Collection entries
━━━━

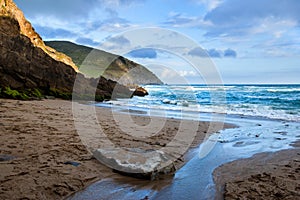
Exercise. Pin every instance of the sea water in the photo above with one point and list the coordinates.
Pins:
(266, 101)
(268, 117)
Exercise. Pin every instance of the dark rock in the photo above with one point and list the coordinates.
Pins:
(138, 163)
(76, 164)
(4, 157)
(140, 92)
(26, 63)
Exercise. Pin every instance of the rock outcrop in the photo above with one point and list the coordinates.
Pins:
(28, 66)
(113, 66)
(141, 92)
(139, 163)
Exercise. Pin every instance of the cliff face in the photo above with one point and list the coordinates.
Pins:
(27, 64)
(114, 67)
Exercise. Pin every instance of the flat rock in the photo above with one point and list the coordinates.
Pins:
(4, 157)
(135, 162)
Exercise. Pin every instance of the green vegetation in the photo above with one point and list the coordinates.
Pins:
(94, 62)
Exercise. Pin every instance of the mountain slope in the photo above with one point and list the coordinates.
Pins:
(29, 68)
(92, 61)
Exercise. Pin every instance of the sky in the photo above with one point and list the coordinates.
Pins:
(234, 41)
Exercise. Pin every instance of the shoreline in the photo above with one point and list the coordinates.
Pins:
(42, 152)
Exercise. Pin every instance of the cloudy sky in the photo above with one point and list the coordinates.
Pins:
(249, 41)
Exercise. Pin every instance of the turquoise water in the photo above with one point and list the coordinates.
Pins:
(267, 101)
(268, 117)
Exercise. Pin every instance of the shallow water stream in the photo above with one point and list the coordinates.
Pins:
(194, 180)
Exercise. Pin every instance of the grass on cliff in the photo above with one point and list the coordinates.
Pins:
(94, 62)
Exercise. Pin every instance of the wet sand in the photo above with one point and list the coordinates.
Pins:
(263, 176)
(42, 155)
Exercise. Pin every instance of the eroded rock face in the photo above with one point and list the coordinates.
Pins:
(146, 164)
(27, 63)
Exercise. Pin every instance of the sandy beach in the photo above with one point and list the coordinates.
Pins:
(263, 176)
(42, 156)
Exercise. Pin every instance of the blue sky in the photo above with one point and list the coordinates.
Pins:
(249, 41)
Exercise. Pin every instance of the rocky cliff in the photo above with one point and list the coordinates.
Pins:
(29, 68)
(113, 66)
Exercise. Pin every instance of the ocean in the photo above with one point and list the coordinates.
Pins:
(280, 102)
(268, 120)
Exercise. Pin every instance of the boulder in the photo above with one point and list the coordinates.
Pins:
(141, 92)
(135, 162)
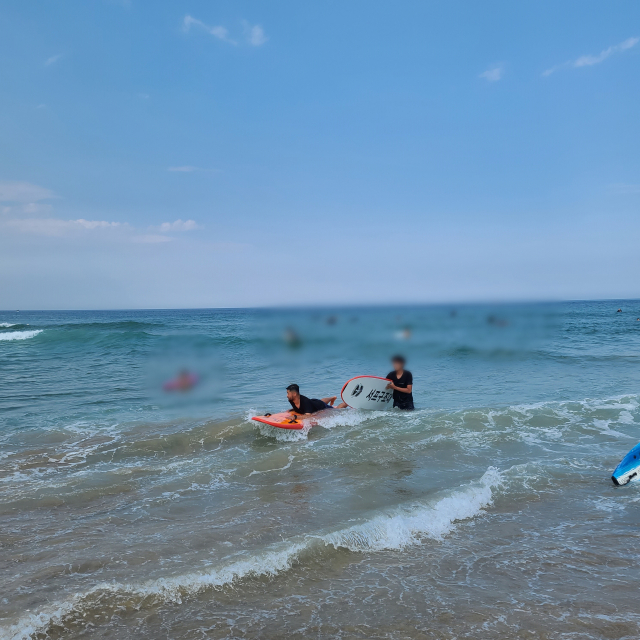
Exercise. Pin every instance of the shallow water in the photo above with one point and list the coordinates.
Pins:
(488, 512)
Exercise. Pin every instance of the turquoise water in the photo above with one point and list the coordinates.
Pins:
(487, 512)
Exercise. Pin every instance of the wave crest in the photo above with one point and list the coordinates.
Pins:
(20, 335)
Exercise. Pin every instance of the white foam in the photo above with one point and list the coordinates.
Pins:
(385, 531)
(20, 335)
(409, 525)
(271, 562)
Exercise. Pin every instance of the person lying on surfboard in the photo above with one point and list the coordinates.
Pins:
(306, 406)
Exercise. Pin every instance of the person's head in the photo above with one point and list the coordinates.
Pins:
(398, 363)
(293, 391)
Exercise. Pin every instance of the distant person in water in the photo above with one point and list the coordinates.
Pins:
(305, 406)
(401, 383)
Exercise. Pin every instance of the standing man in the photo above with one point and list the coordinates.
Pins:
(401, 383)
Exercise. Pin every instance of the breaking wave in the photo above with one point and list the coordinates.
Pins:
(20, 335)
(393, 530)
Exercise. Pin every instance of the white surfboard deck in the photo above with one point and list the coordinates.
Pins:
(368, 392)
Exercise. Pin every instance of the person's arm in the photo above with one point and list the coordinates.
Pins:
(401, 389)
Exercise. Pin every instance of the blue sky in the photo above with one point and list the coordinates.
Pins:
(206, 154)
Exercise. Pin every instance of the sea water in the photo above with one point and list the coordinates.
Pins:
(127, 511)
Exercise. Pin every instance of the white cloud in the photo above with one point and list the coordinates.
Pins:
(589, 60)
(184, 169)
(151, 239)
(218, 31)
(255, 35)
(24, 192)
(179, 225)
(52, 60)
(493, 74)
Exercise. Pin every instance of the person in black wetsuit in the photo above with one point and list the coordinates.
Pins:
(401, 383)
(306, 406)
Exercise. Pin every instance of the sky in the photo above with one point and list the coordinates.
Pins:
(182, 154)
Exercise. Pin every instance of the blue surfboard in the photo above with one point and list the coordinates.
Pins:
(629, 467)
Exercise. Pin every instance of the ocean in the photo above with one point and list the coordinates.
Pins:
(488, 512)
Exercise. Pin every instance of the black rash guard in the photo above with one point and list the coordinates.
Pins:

━━━━

_What you will do_
Each entry should be set down exactly, pictures excluded.

_Task solution_
Exercise. Pin every instance of the sea water in the photo above with one point and list the coordinates.
Pins:
(266, 101)
(268, 117)
Exercise. Pin every instance of the dark rock in the photo above with one point and list the coordinates.
Pins:
(138, 163)
(76, 164)
(4, 157)
(140, 92)
(26, 63)
Exercise. Pin every instance of the rock outcrop in the photo above with one point and list the coordinates.
Pins:
(28, 66)
(113, 66)
(141, 92)
(139, 163)
Exercise. Pin every instance of the cliff face in the photo above with one point and list the coordinates.
Pins:
(27, 64)
(114, 67)
Exercise. Pin every instance of the flat rock in the photo above with one point and list the coordinates.
Pins:
(4, 157)
(135, 162)
Exercise. Pin every instance of the green vegetation in the photo above with one point and list the coordinates.
Pins:
(94, 62)
Exercise. Pin every instance of the mountain slope in the photo above with one point and list the coordinates.
Pins:
(29, 68)
(92, 61)
Exercise. Pin every instance of the sky in the photo above with one point and list the coordinates.
Pins:
(234, 41)
Exercise. Pin every instance of the shoreline in the photo above with one point and list the coordinates.
Pins:
(42, 152)
Exercise. Pin every instance of the cloudy sky in the photo above with one point and list the coordinates.
Pins:
(249, 41)
Exercise. Pin every instance of the turquoise water in the photo above with one point and list the coordinates.
Pins:
(267, 101)
(268, 117)
Exercise. Pin every instance of the shallow water stream in the photo above with one point and list the coordinates.
Pins:
(194, 180)
Exercise. Pin every instance of the grass on cliff in the photo above with one point and list the coordinates.
Pins:
(94, 62)
Exercise. Pin every instance of the wet sand in the photo above with one point and list the coordinates.
Pins:
(263, 176)
(42, 155)
Exercise. Pin every instance of the eroded rock face in the photo above with one point and list the coordinates.
Pins:
(146, 164)
(27, 63)
Exercise. Pin every instance of the sandy beach in the photo above with one point and list the coordinates.
Pins:
(263, 176)
(42, 156)
Exercise. Pin every instance of the blue sky in the photo above with one point and list the coordinates.
Pins:
(249, 41)
Exercise. Pin every instance of the rocky cliff in the photo above with one point and list the coordinates.
Pins:
(29, 68)
(113, 66)
Exercise. Pin every instance of the ocean in the photo above with one point and list the coordinates.
Pins:
(280, 102)
(268, 120)
Exercise. Pin every instance of the boulder in the photo above with one point and list the coordinates.
Pins:
(141, 92)
(135, 162)
Exercise. Pin every instance of the shallow water in the photo above with one point and list the coordinates.
Pins:
(488, 512)
Exercise. Pin every instance of the turquoise water in the photo above with one point and list the coordinates.
Pins:
(487, 512)
Exercise. Pin every instance of the wave crest in the photo above with one point and list the coordinates.
Pins:
(20, 335)
Exercise. Pin every instance of the white foam in the photo above with one point and list the coordinates.
Pins:
(385, 531)
(20, 335)
(409, 525)
(271, 562)
Exercise. Pin every instance of the person lying on surfboard in the photo above with one point and list the coordinates.
Pins:
(306, 406)
Exercise. Pin every instance of the person's head in the photo above with one point and list the coordinates.
Pins:
(398, 363)
(293, 391)
Exercise. Pin every instance of the distant person in water in the photo above with one point and list the coordinates.
Pins:
(305, 406)
(401, 383)
Exercise. Pin every instance of the standing man in the photo above with one point and list the coordinates.
Pins:
(401, 383)
Exercise. Pin every instance of the breaking wave in the photo above with one point and list the coordinates.
Pins:
(20, 335)
(393, 530)
Exercise. Pin every instance of the white surfboard deck in the photo above with one point and list the coordinates.
Pins:
(368, 392)
Exercise. Pin every instance of the person's arm in the photo above with one point and list the coordinates.
Pins:
(401, 389)
Exercise. Pin every instance of the blue sky in the photo above with one point and list the coordinates.
Pins:
(206, 154)
Exercise. Pin every instance of the sea water in the photo above with one point and list the coordinates.
Pins:
(127, 511)
Exercise. Pin every instance of the white cloud in the photo above with one point and list the coordinates.
Pins:
(589, 60)
(184, 169)
(151, 239)
(218, 31)
(255, 35)
(24, 192)
(179, 225)
(52, 60)
(493, 74)
Exercise. Pin every instance of the person in black wetsuit in the photo above with one point and list the coordinates.
Pins:
(401, 383)
(306, 406)
Exercise. Pin every instance of the sky in the photo above with one point and list the coordinates.
Pins:
(182, 154)
Exercise. Pin every instance of the blue surfboard in the photo above with one point and list the coordinates.
Pins:
(629, 467)
Exercise. Pin every instance of the ocean in the photo above with one point and list the coordinates.
Pins:
(488, 512)
Exercise. Pin every instance of the black rash guard in the photo above with one point and list the coordinates.
Pins:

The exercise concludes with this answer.